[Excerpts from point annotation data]
>> Begin

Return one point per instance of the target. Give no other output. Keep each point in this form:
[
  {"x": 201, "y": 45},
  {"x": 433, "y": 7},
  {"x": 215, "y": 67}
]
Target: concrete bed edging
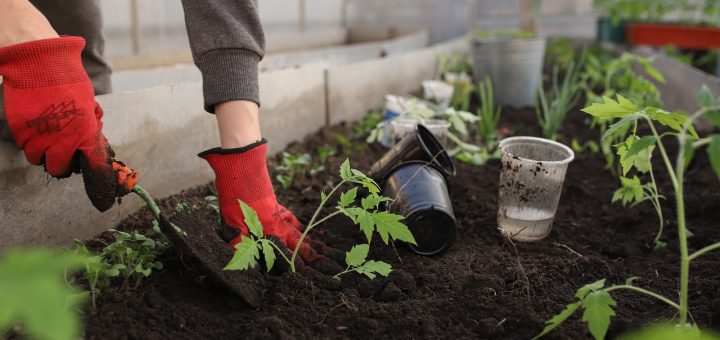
[{"x": 167, "y": 129}]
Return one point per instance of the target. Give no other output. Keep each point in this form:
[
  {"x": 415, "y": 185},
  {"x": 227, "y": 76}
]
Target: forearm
[
  {"x": 20, "y": 21},
  {"x": 227, "y": 42}
]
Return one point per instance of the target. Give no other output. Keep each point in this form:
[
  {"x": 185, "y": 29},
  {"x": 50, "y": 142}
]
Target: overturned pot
[
  {"x": 420, "y": 194},
  {"x": 420, "y": 145}
]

>> End

__Direction__.
Reproduce all of the items above word for word, omitting the pictures.

__Task solution__.
Return one point per instance of the target. Give no other output. Keep each point in this form:
[
  {"x": 201, "y": 45},
  {"x": 433, "y": 7},
  {"x": 215, "y": 67}
]
Target: concrete bed edging
[{"x": 167, "y": 129}]
Return one point per instance of the target. Give no other output. Keep each point in this form:
[
  {"x": 415, "y": 185},
  {"x": 227, "y": 76}
]
Target: forearm
[
  {"x": 20, "y": 21},
  {"x": 227, "y": 42}
]
Return one point per instance of the target. Give no other output. Keep each point in this form:
[
  {"x": 185, "y": 29},
  {"x": 50, "y": 142}
]
Target: overturned pot
[
  {"x": 420, "y": 194},
  {"x": 420, "y": 145}
]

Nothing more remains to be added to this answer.